--- begin ---

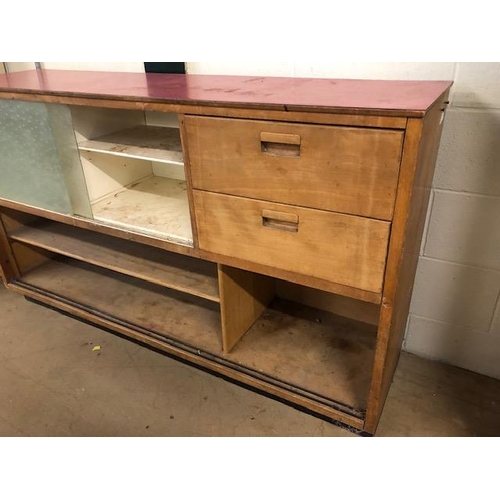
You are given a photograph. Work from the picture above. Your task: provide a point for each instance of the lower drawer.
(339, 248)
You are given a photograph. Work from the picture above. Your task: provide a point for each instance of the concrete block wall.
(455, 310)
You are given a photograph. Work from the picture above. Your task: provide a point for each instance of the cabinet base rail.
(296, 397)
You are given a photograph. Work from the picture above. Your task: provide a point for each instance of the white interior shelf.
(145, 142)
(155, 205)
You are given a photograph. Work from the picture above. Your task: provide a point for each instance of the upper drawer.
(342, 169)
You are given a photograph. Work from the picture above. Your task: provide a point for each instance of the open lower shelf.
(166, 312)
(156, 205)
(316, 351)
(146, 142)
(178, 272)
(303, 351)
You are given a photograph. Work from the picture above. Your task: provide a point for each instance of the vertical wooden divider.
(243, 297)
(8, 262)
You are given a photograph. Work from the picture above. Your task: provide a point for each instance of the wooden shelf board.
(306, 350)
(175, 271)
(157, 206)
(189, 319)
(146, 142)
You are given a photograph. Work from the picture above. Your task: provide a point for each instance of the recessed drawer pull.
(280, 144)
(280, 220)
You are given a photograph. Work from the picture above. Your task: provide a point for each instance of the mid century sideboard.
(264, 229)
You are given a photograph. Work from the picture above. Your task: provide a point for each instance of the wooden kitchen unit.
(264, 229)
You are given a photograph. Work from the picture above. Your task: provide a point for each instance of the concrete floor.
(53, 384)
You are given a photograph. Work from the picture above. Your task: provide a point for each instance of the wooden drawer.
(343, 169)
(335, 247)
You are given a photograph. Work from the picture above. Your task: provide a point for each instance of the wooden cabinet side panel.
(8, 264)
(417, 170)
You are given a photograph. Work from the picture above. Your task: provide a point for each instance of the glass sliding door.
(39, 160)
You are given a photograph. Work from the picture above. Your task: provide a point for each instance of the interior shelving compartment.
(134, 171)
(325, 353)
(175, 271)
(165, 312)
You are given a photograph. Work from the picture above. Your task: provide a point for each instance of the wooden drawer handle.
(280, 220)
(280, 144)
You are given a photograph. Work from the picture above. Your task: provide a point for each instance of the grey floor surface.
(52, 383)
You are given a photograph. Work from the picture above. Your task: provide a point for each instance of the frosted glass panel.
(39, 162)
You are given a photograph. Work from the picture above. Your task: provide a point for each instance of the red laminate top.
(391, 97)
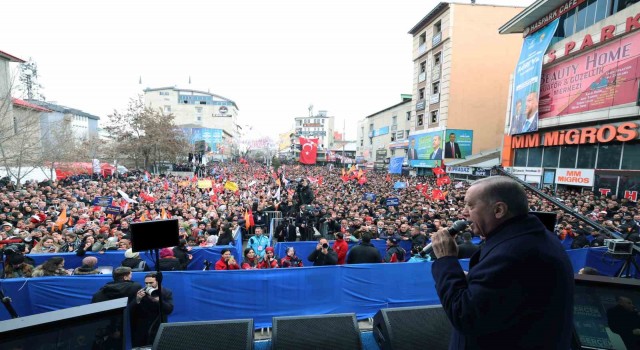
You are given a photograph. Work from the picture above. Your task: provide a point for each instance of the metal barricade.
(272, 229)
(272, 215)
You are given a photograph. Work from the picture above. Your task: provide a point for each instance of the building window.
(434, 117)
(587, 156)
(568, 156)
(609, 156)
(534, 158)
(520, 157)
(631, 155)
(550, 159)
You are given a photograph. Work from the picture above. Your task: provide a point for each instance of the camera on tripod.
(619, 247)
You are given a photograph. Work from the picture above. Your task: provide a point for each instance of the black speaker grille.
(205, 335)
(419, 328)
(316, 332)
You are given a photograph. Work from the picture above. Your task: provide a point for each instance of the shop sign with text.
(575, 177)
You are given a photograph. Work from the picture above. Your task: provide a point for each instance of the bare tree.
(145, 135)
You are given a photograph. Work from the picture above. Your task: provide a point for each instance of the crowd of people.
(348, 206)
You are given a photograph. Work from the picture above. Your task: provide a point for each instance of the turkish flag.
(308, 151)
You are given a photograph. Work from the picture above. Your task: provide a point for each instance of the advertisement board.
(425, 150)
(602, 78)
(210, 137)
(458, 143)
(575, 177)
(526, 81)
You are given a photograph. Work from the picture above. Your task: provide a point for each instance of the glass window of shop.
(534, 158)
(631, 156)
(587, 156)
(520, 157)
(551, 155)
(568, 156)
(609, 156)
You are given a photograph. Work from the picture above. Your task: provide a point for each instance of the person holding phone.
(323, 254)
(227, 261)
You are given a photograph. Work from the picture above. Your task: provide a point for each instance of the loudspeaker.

--- end ---

Every line of the data should be copied as it stands, without the images.

You are given a photograph. Work from the picture above. Your task: provide a point for each instance of the lower drawer.
(339, 248)
You are given a photograph. Work from the picture above. Your task: provide a point for each instance of the concrete block wall.
(455, 310)
You are given a photograph. Work from the picture above. Your task: provide a point for each instance of the cabinet base rail.
(296, 397)
You are given a photograph. Work from the picture above. Your task: provide a point for each instance of the white interior shelf.
(145, 142)
(155, 205)
You are given a photograph. Work from the picture above. Your task: provide a point for each instance of the upper drawer.
(342, 169)
You are given a photograph. Work from the picture above. Your task: provide a point for each instance of the open lower shelf.
(166, 312)
(156, 205)
(316, 351)
(146, 142)
(178, 272)
(303, 351)
You are given a photograph. Work from the picture above. Your task: provide a point for each instance of the vertical wooden divider.
(243, 297)
(8, 262)
You are given a photograph. Work from the picture above. Your task: provide a point for each instance of the wooden shelf board.
(306, 350)
(175, 271)
(157, 206)
(189, 319)
(146, 142)
You are given a photograph. Work from the picture above. Your task: provide a point for each instance of the recessed drawer pull.
(280, 144)
(280, 220)
You are given a photograph. Work from the picture above. Your task: provide a point for each instance of the mid century sideboard.
(264, 229)
You are given a photograph. Work from the picture above. Your task: provide a point for each instance of the wooden kitchen unit.
(264, 229)
You are given a photograph. Work from the picture above. Your task: provide a point for each instance of the concrete floor.
(53, 384)
You are given a photograph. Work from the picture above. Your task: provide a point for each instance of the wooden drawer.
(343, 169)
(335, 247)
You are given a photograph. Work from the picture above. Your task: provide a point for each instance of the wooden cabinet side panel.
(8, 264)
(417, 170)
You are given a photograph. Work from the picture above. Your task: provide a point for each instance of the glass sliding door.
(39, 160)
You are given a photograph. Work from the picture above. Your task: provide a point for each instance of the interior shelving compartment.
(134, 171)
(325, 353)
(175, 271)
(165, 312)
You are given a photograph. Work from the picture above. Your task: provide a point for each instance of the wooden drawer handle.
(280, 220)
(280, 144)
You are given a photograph. Work from the picture above. Your task: provide a point for each instance of the grey floor surface.
(52, 383)
You are given a photograph. Work from the picture above. Your task: provide a point for each instance of the frosted glass panel.
(39, 162)
You are given a photograph. Work from the picture above. Your task: provide a point for each instance of the red laminate top.
(391, 97)
You are given a photograph. Work from the picture above. Your task: provide a point for each instance of the metal barricade.
(272, 229)
(272, 215)
You are given a photograph. Work from the picture above. Your task: provide a point for each instance of the building window.
(434, 117)
(587, 156)
(568, 156)
(609, 156)
(534, 158)
(520, 157)
(631, 155)
(550, 159)
You are given a photograph. Work from the picture above. Your task: provide a point for each instance of the camera on tripod.
(619, 247)
You are given a photograph. Work from the picture above. Your task: provide a point for each instance of the black speaker grille.
(205, 335)
(419, 328)
(316, 332)
You are given a photograph. Work from the picture above. Your task: provide a point for each instance of the shop sign with text.
(575, 177)
You are given a photograph. Work from the picture above. Your task: provide a point for each instance of the bare tree.
(145, 135)
You are given a photograph. Work from the picture above. Your task: provide a point for each instance of the crowd of people.
(348, 206)
You are given a photograph. Work from the picture above. Your task: provide a point for each instance of the turkish flag.
(308, 151)
You are given a photograph. Work from the picture above. Your task: provide a point for each instance of the advertisement board.
(425, 150)
(602, 78)
(210, 137)
(458, 143)
(575, 177)
(526, 81)
You are given a photograph. Work from the picture above. Your task: provide a point for each instance of the glass window of shop.
(534, 158)
(631, 156)
(587, 156)
(520, 157)
(551, 155)
(568, 156)
(609, 156)
You are given a photograph. Work from the picture above. Your task: provide a point for each instance of the person holding phone.
(323, 254)
(227, 261)
You are given a photograph. Work from the picture above. Your task: provide a point for each instance of the loudspeaker.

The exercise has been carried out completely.